Problem description =>
Can you reproduce the listing word for word, from its first line up to and including the line containing "[0,154,1200,800]"?

Rows of box annotation data:
※ ※ ※

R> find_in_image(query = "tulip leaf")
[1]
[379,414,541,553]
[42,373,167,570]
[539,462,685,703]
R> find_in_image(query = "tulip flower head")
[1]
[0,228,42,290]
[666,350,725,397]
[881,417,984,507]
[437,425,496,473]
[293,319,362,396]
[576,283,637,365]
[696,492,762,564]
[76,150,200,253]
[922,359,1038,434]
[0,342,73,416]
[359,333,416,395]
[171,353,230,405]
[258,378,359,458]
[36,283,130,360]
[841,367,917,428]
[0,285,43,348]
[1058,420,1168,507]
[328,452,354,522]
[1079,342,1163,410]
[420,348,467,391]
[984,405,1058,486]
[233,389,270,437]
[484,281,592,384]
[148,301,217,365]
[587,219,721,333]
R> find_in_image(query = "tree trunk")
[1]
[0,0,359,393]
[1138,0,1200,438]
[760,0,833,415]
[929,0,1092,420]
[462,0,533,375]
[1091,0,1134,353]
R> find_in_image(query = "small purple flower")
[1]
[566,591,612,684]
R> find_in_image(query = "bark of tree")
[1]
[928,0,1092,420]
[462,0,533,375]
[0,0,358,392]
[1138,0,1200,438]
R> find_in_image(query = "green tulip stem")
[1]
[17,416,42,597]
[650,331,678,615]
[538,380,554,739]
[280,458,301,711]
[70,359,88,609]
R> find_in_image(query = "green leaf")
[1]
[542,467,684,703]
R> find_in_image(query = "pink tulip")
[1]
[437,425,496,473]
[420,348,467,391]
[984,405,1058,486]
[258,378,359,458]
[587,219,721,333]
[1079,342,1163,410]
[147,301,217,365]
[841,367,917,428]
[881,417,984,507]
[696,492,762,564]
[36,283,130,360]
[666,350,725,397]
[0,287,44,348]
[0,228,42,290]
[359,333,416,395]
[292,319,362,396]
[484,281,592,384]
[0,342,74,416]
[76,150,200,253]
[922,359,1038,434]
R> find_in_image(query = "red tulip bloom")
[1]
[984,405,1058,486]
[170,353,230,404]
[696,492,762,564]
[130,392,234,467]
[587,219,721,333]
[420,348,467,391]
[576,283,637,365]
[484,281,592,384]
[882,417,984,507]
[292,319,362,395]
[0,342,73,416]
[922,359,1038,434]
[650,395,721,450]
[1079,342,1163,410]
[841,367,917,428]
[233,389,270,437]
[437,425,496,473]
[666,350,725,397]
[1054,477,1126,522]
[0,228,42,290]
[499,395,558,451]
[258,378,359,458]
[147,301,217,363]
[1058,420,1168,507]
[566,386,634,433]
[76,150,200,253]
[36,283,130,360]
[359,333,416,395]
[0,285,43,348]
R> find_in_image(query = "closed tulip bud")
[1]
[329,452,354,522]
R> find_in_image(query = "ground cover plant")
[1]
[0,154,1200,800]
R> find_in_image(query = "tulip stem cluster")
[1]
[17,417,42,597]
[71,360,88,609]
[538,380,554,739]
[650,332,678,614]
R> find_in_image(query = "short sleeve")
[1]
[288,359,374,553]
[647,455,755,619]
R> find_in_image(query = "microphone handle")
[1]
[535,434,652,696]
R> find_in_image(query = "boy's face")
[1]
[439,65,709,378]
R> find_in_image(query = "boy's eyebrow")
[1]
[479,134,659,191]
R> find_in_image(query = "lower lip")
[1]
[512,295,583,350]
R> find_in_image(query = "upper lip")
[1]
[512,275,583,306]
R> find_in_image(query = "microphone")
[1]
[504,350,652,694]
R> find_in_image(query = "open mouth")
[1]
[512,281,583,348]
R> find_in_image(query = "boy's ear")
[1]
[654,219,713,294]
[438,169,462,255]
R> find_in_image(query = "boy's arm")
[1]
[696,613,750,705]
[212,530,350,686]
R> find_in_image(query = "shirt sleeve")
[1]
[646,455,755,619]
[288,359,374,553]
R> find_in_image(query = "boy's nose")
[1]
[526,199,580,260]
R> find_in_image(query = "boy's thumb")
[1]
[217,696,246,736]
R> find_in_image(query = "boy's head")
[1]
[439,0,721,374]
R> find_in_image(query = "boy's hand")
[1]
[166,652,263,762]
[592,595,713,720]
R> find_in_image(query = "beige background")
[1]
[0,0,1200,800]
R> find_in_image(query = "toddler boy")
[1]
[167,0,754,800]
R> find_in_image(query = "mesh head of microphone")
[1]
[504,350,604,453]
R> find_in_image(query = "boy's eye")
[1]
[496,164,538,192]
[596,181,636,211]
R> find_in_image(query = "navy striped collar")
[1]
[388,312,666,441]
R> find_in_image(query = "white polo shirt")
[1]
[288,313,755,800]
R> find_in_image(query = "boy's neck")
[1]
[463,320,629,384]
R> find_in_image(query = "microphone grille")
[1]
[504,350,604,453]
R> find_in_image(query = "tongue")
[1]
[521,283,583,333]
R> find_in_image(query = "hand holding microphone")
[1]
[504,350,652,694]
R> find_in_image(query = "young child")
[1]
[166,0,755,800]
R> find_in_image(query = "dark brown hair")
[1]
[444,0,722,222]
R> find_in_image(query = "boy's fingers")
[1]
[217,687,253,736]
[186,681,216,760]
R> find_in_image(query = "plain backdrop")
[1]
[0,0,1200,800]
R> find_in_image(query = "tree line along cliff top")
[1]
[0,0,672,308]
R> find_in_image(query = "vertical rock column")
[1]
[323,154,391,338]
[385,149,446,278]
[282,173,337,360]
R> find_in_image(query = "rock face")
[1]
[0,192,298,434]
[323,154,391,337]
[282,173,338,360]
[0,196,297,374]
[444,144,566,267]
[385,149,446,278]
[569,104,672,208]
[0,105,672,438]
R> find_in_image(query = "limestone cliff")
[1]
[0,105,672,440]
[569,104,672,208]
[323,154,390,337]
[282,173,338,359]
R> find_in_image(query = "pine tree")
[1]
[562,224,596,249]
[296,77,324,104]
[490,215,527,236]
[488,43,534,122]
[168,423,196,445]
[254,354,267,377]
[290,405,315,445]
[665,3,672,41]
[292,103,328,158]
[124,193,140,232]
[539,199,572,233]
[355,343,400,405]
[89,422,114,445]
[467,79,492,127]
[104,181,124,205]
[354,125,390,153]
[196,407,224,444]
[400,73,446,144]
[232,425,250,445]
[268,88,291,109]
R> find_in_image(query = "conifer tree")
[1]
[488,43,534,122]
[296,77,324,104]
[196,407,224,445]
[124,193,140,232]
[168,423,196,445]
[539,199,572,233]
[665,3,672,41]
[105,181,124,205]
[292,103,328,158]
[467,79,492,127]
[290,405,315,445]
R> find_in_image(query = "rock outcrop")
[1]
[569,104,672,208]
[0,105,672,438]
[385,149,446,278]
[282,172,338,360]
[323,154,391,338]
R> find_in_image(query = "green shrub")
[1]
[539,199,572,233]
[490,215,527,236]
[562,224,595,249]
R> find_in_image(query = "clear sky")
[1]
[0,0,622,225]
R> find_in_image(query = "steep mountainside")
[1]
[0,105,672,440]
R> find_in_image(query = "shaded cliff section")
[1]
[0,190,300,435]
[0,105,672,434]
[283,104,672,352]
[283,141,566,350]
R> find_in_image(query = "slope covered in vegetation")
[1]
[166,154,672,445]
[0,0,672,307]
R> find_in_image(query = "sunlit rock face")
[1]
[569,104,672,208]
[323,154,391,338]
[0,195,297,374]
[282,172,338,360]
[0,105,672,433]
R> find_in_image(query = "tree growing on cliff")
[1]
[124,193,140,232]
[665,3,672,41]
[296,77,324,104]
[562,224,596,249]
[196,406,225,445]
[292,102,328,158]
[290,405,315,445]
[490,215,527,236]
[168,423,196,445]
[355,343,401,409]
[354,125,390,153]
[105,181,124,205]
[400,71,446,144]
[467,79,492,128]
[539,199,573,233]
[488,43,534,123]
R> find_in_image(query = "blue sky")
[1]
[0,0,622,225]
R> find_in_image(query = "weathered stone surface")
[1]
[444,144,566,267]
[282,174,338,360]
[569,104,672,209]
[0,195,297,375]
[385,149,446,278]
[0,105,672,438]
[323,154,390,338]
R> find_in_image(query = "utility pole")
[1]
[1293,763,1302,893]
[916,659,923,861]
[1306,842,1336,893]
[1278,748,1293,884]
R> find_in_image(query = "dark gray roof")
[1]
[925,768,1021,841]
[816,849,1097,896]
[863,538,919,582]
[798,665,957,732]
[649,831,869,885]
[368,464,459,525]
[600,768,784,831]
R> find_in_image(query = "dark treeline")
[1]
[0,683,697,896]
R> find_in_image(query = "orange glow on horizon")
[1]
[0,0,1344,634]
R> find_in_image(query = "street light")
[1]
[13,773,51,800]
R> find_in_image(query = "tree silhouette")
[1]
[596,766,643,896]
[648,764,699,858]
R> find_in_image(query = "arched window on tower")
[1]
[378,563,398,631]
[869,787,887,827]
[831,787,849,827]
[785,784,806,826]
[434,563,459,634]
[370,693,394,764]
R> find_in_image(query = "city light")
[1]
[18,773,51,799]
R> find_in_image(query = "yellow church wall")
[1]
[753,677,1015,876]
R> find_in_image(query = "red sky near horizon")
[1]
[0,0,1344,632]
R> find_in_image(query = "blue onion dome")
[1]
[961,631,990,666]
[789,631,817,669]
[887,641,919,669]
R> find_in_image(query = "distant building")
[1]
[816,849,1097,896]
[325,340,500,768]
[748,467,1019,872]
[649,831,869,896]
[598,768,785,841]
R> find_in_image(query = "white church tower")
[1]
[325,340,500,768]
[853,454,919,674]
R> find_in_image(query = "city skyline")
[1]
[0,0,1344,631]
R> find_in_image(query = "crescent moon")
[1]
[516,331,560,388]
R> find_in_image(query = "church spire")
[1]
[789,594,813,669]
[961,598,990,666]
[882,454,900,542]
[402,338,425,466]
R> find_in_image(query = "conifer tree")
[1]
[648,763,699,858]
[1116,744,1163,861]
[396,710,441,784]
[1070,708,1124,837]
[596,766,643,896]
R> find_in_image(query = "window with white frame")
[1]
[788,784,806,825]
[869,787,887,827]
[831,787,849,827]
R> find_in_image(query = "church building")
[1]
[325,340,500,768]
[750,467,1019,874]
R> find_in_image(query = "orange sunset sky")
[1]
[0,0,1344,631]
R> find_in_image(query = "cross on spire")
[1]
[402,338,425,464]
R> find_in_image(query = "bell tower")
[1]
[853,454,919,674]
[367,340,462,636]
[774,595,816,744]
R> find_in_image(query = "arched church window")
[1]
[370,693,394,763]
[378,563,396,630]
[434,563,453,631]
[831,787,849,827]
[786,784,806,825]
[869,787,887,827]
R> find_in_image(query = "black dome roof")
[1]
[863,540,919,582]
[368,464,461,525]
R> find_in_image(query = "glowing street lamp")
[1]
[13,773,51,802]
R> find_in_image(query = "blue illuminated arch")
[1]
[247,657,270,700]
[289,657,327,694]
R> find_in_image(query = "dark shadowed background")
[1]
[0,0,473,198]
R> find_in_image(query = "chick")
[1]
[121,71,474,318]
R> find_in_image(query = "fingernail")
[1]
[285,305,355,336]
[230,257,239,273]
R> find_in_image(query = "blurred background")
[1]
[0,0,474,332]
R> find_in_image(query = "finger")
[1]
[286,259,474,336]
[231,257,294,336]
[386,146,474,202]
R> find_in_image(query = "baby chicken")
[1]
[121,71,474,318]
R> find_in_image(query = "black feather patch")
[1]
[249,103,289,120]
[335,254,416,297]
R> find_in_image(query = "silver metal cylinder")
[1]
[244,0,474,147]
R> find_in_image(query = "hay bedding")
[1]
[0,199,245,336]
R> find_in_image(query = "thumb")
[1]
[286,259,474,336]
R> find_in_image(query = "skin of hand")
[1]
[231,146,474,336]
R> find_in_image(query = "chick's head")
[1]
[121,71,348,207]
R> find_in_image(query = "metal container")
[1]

※ ※ ※

Result for this exercise =>
R> find_in_image(query = "tulip leaf")
[1]
[379,414,541,553]
[42,373,167,570]
[539,462,685,703]
R> find_in_image(query = "tulip flower head")
[1]
[0,228,42,290]
[666,350,725,397]
[881,417,984,507]
[437,425,496,473]
[293,319,362,396]
[576,283,637,365]
[696,492,762,564]
[76,150,200,253]
[922,359,1038,434]
[0,342,73,416]
[359,333,416,395]
[171,353,230,405]
[258,378,359,458]
[36,283,130,360]
[841,367,917,428]
[0,285,43,348]
[1058,420,1168,507]
[328,452,354,522]
[1079,342,1163,410]
[420,348,467,391]
[984,405,1058,486]
[233,389,270,437]
[484,281,592,384]
[148,301,217,365]
[587,219,721,333]
R> find_in_image(query = "tree trunk")
[1]
[0,0,359,393]
[1138,0,1200,438]
[760,0,833,415]
[929,0,1092,420]
[462,0,533,375]
[1091,0,1134,353]
R> find_in_image(query = "small purple flower")
[1]
[566,591,612,684]
R> find_in_image(query = "bark of tree")
[1]
[928,0,1092,420]
[462,0,533,375]
[0,0,358,392]
[1138,0,1200,438]
R> find_in_image(query = "green tulip stem")
[1]
[17,416,42,597]
[650,331,678,615]
[538,380,554,739]
[280,458,301,711]
[70,359,88,609]
R> find_in_image(query = "green leaf")
[1]
[542,467,684,703]
R> find_in_image(query = "pink tulip")
[1]
[437,425,496,473]
[420,348,467,391]
[984,405,1058,486]
[258,378,359,458]
[587,219,721,333]
[1079,342,1163,410]
[147,301,217,365]
[841,367,917,428]
[881,417,984,507]
[696,492,762,564]
[36,283,130,360]
[666,350,725,397]
[0,287,44,348]
[0,228,42,290]
[359,333,416,395]
[292,319,362,396]
[484,281,592,384]
[0,342,74,416]
[76,150,200,253]
[922,359,1038,434]
R> find_in_image(query = "red tulip bloom")
[1]
[984,405,1058,486]
[170,353,230,404]
[696,492,762,564]
[130,392,234,467]
[587,219,721,333]
[420,348,467,391]
[576,283,637,365]
[484,281,592,384]
[882,417,984,507]
[292,319,362,395]
[0,342,73,416]
[922,359,1038,434]
[650,395,721,450]
[1079,342,1163,410]
[841,367,917,428]
[233,389,270,437]
[437,425,496,473]
[666,350,725,397]
[1054,477,1126,522]
[0,228,42,290]
[499,395,558,451]
[258,378,359,458]
[147,301,217,363]
[1058,420,1168,507]
[566,386,634,433]
[76,150,200,253]
[36,283,130,360]
[359,333,416,395]
[0,285,43,348]
R> find_in_image(query = "closed tulip bud")
[1]
[329,452,354,522]
R> find_in_image(query = "ground cover plant")
[1]
[0,154,1200,800]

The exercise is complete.